SET TASK:
Pick out every line of the material below that contains the word "robe", matching case exactly, and copy each of those lines.

>> start GIVEN RECORDS

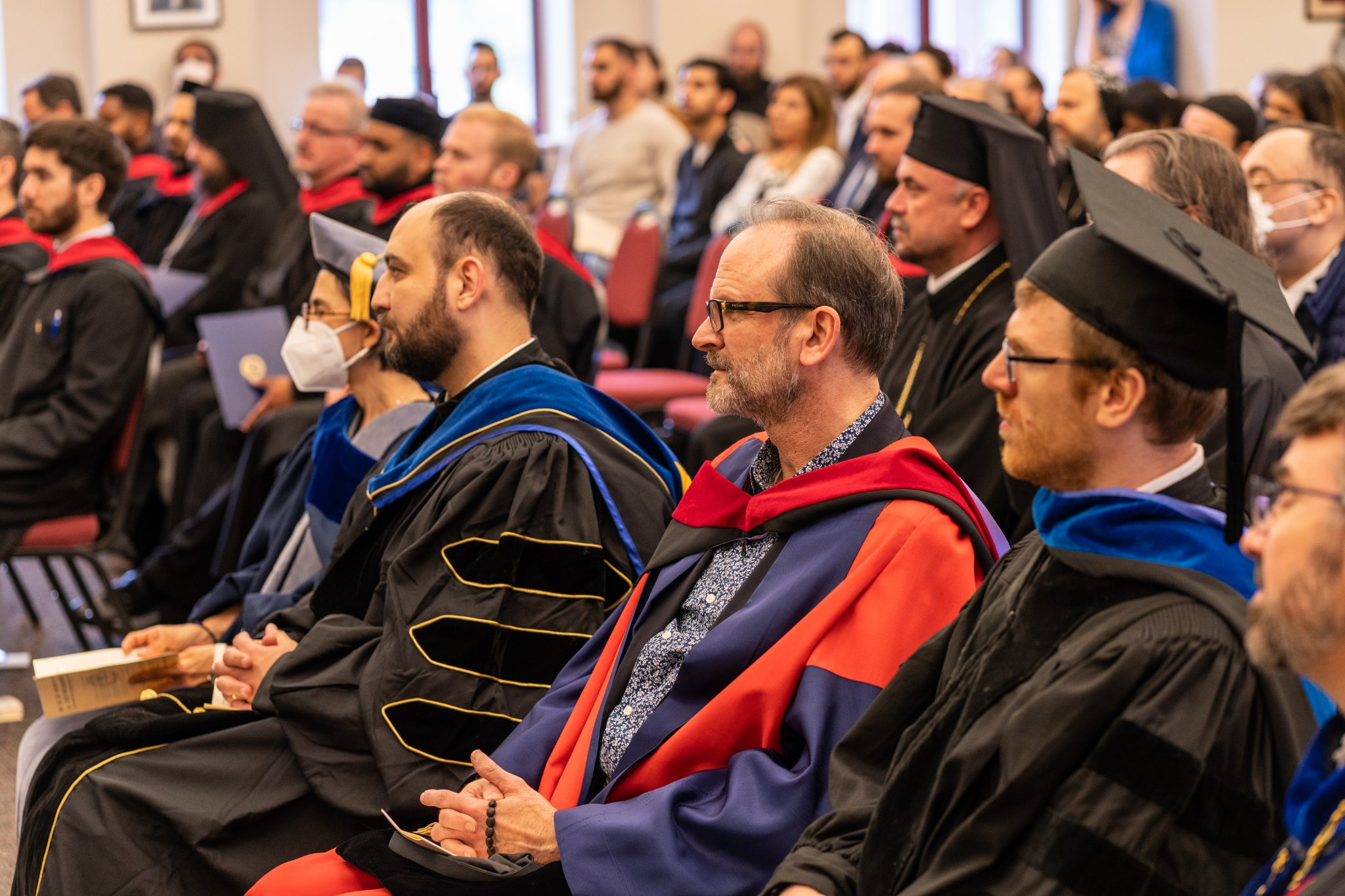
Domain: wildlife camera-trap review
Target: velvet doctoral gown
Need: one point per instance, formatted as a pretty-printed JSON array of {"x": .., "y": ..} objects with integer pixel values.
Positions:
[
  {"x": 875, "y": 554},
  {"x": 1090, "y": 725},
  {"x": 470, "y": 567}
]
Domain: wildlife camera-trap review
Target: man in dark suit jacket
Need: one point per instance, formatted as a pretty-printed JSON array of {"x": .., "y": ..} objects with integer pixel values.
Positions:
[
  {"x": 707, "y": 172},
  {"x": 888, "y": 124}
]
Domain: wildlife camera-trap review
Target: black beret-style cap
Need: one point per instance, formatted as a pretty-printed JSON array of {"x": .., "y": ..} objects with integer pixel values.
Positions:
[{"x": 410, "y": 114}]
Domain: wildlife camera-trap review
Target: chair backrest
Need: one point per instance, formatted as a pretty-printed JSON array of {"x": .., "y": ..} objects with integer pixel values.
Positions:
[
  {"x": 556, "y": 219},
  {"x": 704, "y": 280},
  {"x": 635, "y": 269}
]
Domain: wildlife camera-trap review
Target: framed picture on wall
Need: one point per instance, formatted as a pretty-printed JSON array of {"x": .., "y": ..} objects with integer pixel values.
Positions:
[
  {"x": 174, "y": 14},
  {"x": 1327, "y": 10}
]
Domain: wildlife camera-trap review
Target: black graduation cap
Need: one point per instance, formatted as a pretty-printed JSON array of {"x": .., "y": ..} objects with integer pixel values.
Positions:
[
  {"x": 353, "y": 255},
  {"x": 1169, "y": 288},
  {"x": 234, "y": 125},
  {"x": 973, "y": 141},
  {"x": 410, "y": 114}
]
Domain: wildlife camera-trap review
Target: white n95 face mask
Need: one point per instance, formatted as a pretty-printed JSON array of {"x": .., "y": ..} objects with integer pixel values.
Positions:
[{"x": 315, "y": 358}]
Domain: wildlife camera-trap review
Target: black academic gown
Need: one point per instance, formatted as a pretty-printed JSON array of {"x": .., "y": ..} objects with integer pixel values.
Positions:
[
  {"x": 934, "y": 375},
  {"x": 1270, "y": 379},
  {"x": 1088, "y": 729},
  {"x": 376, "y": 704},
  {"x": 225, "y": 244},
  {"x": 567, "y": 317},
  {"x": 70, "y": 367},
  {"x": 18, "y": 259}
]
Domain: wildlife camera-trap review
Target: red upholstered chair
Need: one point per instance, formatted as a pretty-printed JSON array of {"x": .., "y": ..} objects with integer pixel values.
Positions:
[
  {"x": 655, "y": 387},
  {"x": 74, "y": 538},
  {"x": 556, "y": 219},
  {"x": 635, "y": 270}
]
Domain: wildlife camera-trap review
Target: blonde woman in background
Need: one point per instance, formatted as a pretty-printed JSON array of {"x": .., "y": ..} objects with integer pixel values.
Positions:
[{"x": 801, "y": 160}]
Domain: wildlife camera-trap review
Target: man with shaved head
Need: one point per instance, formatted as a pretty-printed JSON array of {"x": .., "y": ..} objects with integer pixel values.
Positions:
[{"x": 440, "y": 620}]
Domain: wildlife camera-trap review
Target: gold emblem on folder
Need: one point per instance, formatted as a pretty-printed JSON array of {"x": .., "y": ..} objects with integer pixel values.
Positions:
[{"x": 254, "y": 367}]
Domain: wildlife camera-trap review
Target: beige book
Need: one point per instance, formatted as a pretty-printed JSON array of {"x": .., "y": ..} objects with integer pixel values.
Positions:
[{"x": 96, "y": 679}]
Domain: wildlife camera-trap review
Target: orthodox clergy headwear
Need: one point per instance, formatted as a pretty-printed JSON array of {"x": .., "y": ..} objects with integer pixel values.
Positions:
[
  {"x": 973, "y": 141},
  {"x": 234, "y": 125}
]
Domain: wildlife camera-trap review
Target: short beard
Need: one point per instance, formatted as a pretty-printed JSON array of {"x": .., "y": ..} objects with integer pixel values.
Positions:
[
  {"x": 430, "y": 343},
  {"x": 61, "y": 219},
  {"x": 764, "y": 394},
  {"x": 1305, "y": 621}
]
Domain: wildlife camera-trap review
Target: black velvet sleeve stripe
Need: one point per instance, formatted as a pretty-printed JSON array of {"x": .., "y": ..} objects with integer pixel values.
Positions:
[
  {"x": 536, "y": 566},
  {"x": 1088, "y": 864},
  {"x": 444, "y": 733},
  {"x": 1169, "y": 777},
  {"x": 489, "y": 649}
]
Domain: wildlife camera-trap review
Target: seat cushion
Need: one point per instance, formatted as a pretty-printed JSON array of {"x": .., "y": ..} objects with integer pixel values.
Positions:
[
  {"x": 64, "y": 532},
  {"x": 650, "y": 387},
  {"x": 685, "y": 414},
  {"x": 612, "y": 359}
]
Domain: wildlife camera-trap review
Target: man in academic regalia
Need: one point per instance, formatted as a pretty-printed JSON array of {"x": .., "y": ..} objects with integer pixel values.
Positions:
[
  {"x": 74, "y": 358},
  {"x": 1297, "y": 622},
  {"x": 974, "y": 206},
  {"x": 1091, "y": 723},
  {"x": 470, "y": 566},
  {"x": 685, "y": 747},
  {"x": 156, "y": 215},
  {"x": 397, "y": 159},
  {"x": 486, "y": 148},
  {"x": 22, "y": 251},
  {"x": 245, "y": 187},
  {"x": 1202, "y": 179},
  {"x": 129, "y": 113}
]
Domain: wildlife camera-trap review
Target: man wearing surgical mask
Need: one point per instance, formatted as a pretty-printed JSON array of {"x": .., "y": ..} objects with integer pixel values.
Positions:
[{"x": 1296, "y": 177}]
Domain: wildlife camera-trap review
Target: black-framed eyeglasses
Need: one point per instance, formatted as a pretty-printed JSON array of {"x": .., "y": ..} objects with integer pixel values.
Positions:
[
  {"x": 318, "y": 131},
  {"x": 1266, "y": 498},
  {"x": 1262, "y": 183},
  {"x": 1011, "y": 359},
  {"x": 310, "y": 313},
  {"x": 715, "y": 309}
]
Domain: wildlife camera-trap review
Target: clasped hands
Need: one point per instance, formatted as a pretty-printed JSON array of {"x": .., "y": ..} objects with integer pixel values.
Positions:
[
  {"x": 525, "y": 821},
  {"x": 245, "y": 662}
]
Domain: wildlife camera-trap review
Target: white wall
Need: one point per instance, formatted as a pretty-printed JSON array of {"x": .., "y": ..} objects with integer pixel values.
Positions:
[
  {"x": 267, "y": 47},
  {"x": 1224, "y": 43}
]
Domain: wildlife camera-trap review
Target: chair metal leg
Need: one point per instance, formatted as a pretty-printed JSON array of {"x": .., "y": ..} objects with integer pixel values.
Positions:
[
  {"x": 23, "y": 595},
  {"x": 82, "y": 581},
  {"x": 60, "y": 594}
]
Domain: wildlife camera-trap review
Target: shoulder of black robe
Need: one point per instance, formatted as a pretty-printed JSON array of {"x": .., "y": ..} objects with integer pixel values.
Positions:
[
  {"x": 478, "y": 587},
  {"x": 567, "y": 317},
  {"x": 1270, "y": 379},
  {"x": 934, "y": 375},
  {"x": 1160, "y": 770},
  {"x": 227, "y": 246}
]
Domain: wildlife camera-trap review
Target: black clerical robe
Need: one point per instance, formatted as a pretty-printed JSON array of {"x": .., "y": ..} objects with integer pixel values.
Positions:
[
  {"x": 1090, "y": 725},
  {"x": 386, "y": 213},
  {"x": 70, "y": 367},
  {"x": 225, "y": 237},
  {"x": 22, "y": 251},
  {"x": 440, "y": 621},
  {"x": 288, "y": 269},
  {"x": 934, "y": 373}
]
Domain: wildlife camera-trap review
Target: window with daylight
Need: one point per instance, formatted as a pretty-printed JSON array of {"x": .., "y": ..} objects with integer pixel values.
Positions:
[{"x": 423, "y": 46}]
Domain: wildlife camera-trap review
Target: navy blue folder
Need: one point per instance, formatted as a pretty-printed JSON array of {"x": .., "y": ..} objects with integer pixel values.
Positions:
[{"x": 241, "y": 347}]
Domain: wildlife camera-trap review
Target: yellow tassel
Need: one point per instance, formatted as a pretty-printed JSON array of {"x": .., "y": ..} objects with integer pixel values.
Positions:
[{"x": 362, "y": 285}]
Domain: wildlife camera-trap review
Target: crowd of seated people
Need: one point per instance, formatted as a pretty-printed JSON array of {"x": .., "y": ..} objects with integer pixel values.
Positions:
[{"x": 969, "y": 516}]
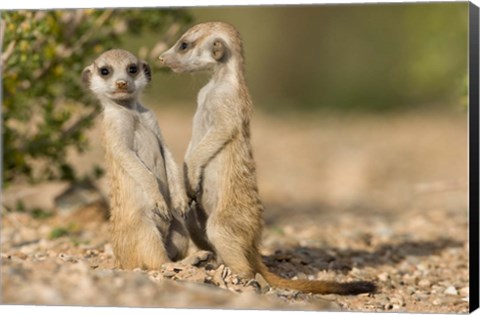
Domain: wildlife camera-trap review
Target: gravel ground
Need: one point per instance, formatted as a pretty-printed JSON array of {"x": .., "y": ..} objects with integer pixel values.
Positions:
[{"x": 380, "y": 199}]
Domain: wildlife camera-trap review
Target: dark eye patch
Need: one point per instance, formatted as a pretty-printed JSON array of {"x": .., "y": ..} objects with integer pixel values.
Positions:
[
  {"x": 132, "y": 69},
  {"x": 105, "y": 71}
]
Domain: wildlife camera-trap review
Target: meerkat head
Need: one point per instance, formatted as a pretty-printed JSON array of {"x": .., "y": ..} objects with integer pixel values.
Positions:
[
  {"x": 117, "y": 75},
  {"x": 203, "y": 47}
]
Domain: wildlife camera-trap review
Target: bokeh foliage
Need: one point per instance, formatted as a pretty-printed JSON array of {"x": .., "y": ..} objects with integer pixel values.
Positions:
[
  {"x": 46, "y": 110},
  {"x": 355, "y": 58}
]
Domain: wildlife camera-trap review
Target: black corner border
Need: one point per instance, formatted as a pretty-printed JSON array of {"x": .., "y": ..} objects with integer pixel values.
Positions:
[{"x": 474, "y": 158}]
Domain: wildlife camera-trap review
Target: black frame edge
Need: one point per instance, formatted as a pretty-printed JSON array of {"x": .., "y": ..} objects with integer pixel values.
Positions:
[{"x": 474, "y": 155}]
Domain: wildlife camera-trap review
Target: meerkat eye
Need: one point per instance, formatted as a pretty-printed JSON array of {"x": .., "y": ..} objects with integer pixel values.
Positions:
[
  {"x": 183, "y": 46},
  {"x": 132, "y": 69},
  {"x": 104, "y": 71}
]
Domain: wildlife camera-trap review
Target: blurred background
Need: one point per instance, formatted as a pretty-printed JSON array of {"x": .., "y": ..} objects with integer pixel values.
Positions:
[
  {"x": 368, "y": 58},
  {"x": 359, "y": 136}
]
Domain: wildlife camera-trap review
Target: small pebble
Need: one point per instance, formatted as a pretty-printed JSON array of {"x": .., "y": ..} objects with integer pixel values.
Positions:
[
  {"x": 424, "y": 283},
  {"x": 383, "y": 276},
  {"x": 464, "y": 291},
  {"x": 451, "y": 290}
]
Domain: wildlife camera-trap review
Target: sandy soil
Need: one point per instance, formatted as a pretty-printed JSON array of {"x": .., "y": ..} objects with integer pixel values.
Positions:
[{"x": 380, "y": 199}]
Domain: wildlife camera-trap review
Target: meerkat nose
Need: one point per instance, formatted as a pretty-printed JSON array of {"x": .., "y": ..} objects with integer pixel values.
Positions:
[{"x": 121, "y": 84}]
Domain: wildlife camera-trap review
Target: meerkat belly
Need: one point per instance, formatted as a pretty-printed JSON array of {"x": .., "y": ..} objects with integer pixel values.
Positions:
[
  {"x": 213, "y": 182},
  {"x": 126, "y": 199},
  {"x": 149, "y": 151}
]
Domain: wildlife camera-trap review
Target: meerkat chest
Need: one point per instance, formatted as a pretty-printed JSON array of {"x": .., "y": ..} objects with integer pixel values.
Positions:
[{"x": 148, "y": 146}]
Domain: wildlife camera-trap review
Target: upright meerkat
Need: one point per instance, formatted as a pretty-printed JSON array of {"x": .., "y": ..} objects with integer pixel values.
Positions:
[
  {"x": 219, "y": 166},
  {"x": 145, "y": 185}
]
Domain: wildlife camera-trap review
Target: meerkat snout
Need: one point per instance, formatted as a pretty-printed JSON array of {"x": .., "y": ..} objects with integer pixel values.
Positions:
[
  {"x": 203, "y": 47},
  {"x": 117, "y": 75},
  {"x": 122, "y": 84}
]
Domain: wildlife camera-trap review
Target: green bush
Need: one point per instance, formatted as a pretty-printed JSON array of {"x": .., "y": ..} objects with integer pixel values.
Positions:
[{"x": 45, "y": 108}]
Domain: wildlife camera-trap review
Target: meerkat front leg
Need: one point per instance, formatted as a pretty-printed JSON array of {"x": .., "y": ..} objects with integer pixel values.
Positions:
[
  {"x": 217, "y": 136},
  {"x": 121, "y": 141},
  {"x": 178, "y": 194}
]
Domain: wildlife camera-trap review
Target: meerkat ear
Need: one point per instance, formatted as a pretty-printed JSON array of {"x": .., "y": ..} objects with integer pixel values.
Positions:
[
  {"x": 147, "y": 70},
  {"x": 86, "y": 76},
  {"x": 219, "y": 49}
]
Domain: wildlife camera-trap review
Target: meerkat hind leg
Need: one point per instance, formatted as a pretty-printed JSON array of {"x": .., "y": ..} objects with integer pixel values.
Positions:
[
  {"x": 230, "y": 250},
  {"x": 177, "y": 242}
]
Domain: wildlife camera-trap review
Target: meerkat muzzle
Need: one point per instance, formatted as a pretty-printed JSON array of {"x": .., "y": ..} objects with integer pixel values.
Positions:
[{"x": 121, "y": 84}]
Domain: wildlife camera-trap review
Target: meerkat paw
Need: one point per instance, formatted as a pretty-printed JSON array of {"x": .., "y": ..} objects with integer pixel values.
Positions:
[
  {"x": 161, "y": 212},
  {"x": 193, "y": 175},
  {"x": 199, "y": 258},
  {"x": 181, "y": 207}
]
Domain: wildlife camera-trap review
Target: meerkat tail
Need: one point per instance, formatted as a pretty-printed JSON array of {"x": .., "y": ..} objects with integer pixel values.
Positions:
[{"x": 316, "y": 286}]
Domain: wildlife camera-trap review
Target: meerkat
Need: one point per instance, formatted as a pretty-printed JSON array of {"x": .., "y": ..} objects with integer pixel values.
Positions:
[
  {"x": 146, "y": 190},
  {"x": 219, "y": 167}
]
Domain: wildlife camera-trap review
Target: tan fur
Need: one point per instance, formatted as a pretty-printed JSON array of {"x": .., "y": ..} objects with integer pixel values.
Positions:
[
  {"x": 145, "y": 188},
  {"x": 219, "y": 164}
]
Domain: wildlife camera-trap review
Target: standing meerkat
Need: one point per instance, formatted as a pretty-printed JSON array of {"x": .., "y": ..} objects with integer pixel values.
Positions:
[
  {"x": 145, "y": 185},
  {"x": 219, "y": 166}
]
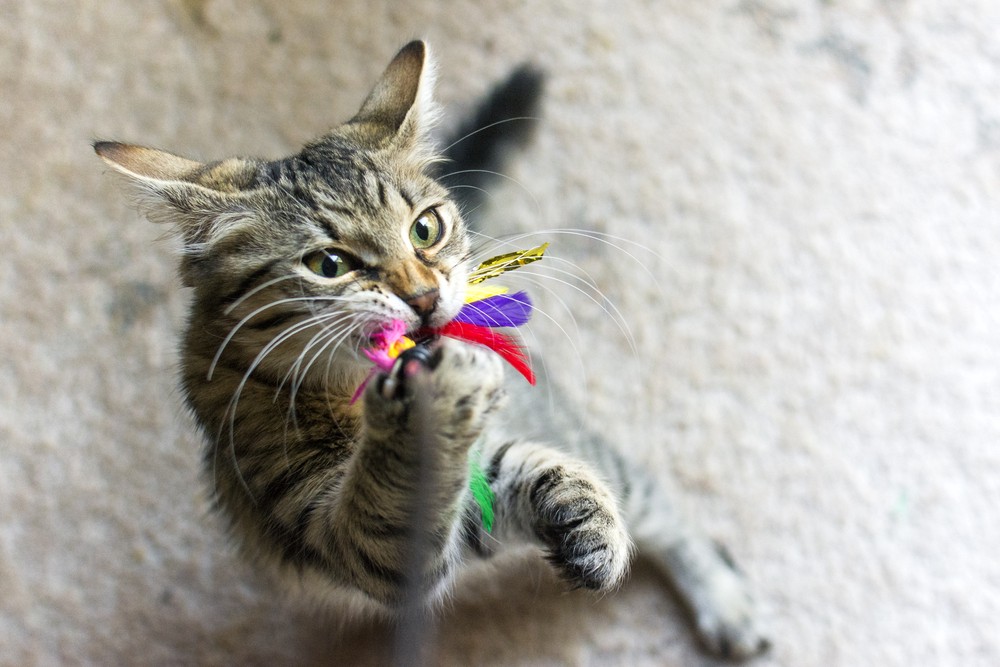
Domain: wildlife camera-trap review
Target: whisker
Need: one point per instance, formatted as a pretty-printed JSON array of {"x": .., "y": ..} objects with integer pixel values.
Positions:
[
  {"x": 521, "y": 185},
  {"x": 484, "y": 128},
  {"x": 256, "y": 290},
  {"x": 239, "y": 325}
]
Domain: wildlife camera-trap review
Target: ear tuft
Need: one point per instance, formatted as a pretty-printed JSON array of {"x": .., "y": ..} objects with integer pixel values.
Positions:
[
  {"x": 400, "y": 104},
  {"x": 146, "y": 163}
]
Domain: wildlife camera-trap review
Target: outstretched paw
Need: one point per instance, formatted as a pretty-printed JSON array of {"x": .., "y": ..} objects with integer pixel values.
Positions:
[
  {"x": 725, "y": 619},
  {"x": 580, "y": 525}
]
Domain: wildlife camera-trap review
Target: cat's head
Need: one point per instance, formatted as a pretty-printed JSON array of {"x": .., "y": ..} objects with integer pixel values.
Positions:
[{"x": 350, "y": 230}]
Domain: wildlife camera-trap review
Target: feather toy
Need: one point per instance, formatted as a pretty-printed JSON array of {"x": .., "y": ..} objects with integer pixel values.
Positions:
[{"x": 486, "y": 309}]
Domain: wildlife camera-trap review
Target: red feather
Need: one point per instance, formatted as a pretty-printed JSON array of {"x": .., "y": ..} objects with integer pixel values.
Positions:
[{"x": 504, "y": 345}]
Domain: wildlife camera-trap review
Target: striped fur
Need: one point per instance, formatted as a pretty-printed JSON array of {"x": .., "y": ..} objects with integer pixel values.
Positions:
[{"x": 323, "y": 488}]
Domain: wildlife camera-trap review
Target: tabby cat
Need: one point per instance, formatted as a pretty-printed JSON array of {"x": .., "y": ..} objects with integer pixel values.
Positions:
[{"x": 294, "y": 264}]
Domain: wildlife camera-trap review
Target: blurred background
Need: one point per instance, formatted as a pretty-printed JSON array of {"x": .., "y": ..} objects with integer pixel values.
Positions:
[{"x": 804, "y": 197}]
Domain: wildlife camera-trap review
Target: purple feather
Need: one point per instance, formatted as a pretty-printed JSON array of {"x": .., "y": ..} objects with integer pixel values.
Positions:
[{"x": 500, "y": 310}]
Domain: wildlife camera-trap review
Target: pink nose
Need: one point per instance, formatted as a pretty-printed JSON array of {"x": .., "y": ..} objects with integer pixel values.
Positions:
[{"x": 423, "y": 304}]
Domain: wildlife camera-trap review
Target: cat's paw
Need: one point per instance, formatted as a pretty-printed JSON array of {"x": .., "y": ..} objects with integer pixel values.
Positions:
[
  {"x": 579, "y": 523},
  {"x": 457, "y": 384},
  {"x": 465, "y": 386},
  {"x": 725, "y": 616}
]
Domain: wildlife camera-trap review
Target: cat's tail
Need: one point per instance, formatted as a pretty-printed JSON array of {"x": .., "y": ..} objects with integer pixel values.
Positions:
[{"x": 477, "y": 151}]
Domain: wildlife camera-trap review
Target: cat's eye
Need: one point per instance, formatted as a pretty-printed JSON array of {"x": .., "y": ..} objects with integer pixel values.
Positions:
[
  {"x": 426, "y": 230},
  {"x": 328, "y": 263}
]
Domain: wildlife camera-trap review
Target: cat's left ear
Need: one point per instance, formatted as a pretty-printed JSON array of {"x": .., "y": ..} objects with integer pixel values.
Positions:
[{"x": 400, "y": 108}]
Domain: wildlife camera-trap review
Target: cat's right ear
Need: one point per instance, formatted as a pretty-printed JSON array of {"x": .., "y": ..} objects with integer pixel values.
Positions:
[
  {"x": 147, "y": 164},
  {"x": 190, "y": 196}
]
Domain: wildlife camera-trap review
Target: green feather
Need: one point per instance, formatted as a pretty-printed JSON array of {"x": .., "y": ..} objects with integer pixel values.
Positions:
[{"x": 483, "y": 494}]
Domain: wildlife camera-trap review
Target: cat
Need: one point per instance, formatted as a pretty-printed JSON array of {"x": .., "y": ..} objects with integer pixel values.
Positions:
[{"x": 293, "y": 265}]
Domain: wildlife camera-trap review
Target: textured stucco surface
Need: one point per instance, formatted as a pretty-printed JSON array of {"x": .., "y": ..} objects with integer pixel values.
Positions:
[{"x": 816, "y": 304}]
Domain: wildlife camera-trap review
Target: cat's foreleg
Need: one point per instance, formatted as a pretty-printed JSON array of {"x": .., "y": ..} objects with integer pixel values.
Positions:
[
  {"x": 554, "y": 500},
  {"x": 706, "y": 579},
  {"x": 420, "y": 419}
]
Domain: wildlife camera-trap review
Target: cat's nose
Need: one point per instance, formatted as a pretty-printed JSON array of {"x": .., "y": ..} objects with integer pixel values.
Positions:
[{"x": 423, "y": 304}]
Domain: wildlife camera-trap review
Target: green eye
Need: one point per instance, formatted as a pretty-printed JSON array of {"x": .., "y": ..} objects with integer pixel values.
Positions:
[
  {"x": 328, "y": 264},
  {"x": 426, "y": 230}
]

>> end GIVEN RECORDS

EXPECTED ANSWER:
Target: shoulder of black robe
Target: black clerical robe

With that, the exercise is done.